Can you convert the stretch of data from the line containing "# Provide the mask of every instance of the mesh" through the line containing "--target=mesh chair back" into a Markdown table with the columns Row and Line, skipping any blank lines?
##### Rows #####
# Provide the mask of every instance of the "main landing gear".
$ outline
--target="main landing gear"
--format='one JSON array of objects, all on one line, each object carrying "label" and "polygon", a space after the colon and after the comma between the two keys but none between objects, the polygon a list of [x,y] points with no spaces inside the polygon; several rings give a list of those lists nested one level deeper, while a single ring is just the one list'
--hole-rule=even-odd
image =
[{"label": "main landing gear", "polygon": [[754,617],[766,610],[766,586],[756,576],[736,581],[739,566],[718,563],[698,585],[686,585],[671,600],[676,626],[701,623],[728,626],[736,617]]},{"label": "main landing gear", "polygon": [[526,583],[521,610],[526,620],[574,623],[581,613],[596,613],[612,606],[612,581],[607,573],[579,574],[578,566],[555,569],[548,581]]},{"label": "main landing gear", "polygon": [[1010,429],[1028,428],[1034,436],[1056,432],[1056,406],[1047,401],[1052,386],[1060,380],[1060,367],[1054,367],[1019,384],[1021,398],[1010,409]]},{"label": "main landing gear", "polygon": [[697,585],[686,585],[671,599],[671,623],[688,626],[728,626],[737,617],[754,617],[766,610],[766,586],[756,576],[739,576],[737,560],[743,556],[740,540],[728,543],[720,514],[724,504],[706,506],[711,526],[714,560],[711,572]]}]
#####
##### Rows #####
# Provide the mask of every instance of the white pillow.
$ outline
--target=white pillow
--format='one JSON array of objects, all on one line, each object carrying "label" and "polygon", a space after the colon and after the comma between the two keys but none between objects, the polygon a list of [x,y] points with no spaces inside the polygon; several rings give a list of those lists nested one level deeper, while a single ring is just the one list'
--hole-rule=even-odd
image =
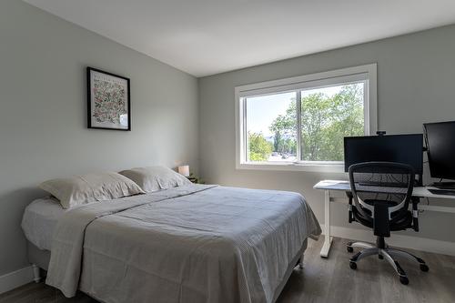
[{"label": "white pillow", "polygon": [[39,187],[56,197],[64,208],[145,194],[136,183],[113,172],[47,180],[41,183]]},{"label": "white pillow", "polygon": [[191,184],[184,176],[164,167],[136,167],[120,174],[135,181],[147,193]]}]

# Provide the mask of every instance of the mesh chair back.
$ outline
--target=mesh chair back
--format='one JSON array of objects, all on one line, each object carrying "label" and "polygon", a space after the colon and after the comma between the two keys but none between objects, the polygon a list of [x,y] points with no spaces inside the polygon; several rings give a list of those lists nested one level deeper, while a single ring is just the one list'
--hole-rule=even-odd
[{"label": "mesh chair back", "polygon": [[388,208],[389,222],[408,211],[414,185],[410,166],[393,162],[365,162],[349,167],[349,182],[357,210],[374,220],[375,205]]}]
#####
##### Rows #####
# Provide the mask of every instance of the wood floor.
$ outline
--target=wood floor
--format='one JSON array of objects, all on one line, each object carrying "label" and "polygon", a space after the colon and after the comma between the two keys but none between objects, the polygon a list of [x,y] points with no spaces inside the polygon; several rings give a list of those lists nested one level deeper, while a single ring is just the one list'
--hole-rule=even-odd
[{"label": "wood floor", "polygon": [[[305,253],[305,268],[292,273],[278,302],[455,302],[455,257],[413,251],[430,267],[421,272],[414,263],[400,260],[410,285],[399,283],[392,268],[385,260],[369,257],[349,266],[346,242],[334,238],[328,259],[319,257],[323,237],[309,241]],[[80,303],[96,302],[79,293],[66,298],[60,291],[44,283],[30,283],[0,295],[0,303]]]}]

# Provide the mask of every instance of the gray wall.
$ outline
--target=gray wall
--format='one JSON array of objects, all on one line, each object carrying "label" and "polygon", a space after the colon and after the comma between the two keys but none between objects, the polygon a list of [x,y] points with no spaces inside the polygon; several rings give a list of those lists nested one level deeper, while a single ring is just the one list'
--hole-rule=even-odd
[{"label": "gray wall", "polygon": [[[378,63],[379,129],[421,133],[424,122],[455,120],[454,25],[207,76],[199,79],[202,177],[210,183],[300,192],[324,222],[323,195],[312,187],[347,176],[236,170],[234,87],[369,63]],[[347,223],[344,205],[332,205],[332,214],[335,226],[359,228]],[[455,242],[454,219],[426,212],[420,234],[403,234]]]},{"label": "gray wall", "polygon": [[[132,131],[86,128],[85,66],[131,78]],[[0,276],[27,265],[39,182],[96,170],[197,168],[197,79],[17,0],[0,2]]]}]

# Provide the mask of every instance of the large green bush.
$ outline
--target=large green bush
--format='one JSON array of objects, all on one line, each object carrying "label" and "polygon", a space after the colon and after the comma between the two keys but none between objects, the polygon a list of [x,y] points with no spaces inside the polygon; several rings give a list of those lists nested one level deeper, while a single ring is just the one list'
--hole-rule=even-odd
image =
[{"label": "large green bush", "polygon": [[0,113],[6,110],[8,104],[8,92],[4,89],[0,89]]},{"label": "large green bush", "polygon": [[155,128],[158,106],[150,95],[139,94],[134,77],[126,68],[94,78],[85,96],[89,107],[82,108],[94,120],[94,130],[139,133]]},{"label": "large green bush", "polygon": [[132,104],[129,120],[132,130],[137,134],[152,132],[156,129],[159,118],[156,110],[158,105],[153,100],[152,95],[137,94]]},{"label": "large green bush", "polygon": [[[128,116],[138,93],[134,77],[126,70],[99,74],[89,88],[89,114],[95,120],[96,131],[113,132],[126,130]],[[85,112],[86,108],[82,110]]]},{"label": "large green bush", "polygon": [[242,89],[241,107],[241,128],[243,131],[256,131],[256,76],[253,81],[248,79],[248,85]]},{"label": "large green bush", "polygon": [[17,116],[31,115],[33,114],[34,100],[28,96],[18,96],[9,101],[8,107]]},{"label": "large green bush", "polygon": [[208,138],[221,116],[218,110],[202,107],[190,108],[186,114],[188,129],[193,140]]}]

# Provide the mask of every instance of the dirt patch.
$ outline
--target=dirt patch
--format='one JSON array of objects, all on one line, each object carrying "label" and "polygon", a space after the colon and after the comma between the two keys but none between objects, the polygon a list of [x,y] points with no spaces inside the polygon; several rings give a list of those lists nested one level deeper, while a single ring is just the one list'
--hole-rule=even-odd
#####
### Answer
| Row | Line |
|---|---|
| 1 | # Provide the mask of every instance of the mesh chair back. |
| 2 | $ outline |
| 3 | --target=mesh chair back |